TASK STATEMENT → Would you output the entries below only from the line containing "Target: man's braided hair" through the line containing "Target: beige sweatshirt", exactly as they stand and with both ends included?

Natural-language object grounding data →
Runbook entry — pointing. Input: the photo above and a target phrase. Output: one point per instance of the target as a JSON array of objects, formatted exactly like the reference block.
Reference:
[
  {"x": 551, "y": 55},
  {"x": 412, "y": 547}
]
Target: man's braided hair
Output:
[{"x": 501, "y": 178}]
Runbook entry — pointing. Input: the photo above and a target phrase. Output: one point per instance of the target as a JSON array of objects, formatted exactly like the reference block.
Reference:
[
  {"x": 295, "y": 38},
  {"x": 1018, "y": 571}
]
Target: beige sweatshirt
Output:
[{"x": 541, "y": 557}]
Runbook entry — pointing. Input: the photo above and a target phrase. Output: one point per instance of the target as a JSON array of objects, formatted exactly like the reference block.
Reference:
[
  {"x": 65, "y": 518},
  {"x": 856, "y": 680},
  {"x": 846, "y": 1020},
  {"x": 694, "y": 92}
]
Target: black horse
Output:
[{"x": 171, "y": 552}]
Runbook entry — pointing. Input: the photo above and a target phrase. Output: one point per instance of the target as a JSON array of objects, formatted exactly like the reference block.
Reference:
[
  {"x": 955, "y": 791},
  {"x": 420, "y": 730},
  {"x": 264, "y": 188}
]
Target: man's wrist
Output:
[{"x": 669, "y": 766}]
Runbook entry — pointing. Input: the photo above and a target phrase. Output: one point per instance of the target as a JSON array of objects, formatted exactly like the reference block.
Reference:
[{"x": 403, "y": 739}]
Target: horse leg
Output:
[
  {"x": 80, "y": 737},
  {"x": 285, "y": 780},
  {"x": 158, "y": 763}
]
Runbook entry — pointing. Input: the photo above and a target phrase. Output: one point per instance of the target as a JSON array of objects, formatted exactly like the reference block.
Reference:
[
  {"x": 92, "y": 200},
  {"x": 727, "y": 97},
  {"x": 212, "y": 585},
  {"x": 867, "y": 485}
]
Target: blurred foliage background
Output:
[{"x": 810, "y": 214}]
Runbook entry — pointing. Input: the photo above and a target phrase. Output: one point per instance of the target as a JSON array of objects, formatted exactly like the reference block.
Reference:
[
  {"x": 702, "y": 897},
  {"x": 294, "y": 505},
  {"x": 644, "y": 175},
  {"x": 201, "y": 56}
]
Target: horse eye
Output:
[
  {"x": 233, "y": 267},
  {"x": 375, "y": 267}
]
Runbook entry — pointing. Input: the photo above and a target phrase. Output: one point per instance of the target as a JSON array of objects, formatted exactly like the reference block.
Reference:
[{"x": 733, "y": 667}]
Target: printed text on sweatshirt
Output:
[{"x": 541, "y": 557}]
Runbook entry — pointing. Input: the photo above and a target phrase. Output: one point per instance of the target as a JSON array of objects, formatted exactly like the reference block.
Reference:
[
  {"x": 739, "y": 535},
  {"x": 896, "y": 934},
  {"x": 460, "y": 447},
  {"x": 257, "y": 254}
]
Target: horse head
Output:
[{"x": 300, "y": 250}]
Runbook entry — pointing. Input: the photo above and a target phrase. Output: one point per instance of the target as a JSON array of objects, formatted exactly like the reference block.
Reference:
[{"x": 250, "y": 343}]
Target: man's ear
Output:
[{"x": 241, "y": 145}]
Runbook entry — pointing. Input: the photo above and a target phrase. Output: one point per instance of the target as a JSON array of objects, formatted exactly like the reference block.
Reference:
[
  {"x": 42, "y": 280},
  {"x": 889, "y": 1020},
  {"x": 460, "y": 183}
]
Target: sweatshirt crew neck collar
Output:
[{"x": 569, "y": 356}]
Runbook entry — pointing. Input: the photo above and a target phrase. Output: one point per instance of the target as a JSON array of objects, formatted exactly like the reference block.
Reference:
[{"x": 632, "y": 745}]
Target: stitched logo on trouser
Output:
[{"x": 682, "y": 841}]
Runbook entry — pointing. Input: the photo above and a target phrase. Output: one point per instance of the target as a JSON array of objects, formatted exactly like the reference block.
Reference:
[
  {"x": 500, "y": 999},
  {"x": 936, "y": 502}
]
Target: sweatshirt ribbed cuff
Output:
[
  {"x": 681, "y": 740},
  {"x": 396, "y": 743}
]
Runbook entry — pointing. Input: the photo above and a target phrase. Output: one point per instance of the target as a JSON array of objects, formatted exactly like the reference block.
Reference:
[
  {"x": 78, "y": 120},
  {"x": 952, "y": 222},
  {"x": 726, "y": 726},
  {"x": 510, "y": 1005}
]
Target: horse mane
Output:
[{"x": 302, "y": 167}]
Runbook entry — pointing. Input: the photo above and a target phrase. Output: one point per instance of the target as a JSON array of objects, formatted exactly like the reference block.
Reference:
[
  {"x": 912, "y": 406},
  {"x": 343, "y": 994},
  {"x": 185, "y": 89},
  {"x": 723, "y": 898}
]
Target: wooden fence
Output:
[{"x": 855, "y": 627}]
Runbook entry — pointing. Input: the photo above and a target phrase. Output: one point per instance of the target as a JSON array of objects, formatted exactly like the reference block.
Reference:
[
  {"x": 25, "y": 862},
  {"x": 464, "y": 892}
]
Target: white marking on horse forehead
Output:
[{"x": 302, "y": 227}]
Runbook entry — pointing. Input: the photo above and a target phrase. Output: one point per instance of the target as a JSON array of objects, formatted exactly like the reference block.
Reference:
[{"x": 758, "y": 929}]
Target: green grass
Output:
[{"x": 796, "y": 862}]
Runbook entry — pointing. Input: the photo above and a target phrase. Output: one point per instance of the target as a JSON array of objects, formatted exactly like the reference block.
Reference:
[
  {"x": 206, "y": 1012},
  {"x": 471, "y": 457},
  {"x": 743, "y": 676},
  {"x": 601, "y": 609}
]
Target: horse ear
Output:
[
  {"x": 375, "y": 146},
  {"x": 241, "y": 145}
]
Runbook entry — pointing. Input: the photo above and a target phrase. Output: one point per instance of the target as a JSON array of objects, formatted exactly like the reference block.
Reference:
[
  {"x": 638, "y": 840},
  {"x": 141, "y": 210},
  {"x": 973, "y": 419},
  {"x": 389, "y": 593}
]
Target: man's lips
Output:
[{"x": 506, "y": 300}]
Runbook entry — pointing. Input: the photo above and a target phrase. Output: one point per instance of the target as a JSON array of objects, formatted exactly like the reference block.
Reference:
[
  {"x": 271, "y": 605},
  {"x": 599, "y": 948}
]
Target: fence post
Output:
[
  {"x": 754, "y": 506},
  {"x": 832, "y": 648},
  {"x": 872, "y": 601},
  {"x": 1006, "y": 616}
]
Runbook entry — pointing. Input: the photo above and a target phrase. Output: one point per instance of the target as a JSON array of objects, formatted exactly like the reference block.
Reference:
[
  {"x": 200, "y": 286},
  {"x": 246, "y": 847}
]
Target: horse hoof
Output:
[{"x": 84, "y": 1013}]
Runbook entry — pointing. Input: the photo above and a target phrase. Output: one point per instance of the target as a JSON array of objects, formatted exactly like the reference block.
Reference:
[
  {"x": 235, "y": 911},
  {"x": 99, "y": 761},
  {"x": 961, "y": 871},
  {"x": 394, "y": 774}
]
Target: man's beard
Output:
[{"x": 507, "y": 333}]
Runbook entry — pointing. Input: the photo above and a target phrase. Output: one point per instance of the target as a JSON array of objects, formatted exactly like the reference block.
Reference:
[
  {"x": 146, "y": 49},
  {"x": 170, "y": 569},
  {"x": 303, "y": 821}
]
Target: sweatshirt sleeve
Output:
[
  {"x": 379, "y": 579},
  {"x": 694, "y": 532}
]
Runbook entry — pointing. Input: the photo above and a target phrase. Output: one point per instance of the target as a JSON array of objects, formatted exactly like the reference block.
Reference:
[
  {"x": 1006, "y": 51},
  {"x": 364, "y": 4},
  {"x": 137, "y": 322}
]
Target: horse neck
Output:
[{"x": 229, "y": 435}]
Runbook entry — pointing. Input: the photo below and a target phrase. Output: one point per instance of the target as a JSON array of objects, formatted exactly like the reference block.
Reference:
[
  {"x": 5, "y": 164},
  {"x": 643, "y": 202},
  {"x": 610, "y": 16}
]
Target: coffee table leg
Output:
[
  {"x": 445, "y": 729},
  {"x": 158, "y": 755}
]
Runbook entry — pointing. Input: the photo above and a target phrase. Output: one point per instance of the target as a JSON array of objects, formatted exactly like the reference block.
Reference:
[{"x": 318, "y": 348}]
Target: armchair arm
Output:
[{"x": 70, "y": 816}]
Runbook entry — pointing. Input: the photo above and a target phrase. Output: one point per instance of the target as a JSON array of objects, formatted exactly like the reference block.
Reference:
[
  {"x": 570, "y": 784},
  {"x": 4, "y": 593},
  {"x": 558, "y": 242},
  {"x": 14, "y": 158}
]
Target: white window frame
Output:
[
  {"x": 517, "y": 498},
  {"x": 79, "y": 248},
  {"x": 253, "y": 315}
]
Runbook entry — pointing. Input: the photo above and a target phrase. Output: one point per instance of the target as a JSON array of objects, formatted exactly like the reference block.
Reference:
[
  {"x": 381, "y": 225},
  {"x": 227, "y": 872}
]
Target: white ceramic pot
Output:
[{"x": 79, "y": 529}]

TASK RESULT →
Target: man's braided hair
Output:
[{"x": 501, "y": 178}]
Runbook entry — pointing. Input: the photo above and a target phrase. Output: one point per instance of the target as a JSON array of objects, formatted exactly like the reference block.
Reference:
[
  {"x": 295, "y": 38},
  {"x": 1018, "y": 571}
]
Target: beige sweatshirt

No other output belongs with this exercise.